DATASET ENTRIES
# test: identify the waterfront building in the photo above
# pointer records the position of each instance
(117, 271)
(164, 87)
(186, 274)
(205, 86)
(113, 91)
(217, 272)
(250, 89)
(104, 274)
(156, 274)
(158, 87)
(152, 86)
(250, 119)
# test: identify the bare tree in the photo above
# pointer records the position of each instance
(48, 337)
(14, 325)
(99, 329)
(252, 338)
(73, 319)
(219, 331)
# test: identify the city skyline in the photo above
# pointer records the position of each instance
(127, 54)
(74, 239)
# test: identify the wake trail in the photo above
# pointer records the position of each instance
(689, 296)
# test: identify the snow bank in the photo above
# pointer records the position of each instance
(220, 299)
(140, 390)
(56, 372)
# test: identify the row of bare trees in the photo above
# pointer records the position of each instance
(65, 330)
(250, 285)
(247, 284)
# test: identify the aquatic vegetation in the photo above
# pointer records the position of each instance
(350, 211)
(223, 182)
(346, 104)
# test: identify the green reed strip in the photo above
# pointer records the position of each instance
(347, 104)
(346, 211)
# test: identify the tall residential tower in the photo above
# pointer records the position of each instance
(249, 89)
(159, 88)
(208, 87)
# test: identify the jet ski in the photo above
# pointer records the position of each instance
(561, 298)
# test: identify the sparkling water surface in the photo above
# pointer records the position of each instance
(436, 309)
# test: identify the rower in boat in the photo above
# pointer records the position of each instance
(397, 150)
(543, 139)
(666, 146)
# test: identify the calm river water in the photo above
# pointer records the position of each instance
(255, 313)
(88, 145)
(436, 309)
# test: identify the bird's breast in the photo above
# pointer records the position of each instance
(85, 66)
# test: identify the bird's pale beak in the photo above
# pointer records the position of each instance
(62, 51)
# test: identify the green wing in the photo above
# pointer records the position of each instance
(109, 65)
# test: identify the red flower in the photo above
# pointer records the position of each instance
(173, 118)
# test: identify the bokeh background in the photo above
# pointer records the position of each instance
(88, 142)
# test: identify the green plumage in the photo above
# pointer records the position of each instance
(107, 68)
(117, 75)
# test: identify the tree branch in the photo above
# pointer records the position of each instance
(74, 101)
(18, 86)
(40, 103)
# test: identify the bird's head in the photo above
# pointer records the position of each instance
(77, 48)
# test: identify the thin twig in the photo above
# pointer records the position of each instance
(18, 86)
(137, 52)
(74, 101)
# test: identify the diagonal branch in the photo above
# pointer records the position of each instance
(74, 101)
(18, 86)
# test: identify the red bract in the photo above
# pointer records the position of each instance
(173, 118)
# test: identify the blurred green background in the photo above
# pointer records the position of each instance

SET PROBLEM
Can you put every line of the listing above into a JSON list of strings, one string per line, leaving out any blank lines?

THE SOLUTION
[
  "# test: identify the waterfront building in the photo above",
  "# pointer records the position of each instance",
  "(117, 271)",
  "(164, 87)",
  "(186, 274)",
  "(205, 86)",
  "(113, 91)",
  "(217, 272)",
  "(250, 89)",
  "(104, 274)",
  "(156, 274)",
  "(158, 87)",
  "(152, 86)",
  "(250, 119)",
  "# test: identify the bare tree in the photo above",
  "# pointer records the position of each instance",
  "(48, 337)",
  "(14, 325)",
  "(99, 329)",
  "(252, 338)",
  "(73, 319)",
  "(219, 331)",
  "# test: identify the city skyline in the photo above",
  "# pointer records the position of each instance",
  "(127, 54)",
  "(74, 239)",
  "# test: identify the wake trail in the photo above",
  "# pointer records the position of each instance",
  "(689, 296)",
  "# test: identify the snow bank in the photo above",
  "# pointer records the position of each instance",
  "(220, 299)",
  "(140, 390)",
  "(56, 372)",
  "# test: identify the row of bare trees in the photo above",
  "# pointer records the position of each instance",
  "(65, 330)",
  "(250, 285)",
  "(247, 284)",
  "# test: identify the aquatic vegetation in the photo above",
  "# pointer records the position of each instance",
  "(350, 211)",
  "(223, 182)",
  "(346, 104)",
  "# test: identify the green reed strip in the photo above",
  "# pointer records the position of each instance",
  "(347, 104)",
  "(346, 211)",
  "# test: identify the tall residential tower in the photo above",
  "# pointer records the position of each instance",
  "(249, 89)",
  "(159, 88)",
  "(208, 87)",
  "# test: identify the jet ski in the photo above",
  "# pointer records the position of each instance",
  "(561, 298)",
  "# test: identify the sparkling water surface in the photo above",
  "# pointer records the position of each instance",
  "(436, 309)",
  "# test: identify the rower in boat in the photo above",
  "# pointer records the position of each instance",
  "(397, 150)",
  "(543, 139)",
  "(666, 146)",
  "# test: identify the calm river water in the photo above",
  "# pointer records the position of each instance",
  "(255, 313)",
  "(88, 145)",
  "(436, 309)",
  "# test: identify the bird's breast in the photo above",
  "# pointer records the position of each instance",
  "(85, 66)",
  "# test: identify the bird's pale beak in the photo above",
  "# pointer records the position of each instance",
  "(62, 51)",
  "# test: identify the green wing in the photo above",
  "# pointer records the position of each instance",
  "(109, 65)",
  "# test: identify the red flower in the photo above",
  "# pointer records the position of each instance",
  "(173, 118)",
  "# test: identify the bokeh background in the photo above",
  "# pointer records the position of each instance",
  "(88, 142)",
  "# test: identify the green plumage in the photo above",
  "# pointer records the position of each instance",
  "(107, 68)",
  "(117, 75)",
  "# test: identify the tree branch in the photo above",
  "# pointer records the position of each instance",
  "(74, 101)",
  "(18, 86)",
  "(40, 103)",
  "# test: identify the bird's head in the photo above",
  "# pointer records the position of each instance",
  "(77, 48)",
  "# test: identify the thin twig in the photo above",
  "# pointer records the position of each instance",
  "(18, 86)",
  "(137, 52)",
  "(74, 101)",
  "# test: identify the diagonal branch in the photo above",
  "# pointer records the position of each instance",
  "(74, 101)",
  "(18, 86)",
  "# test: identify the red bract in the photo above",
  "# pointer records the position of each instance",
  "(173, 118)",
  "# test: identify the blurred green background in the photo above",
  "# pointer records the position of each instance"
]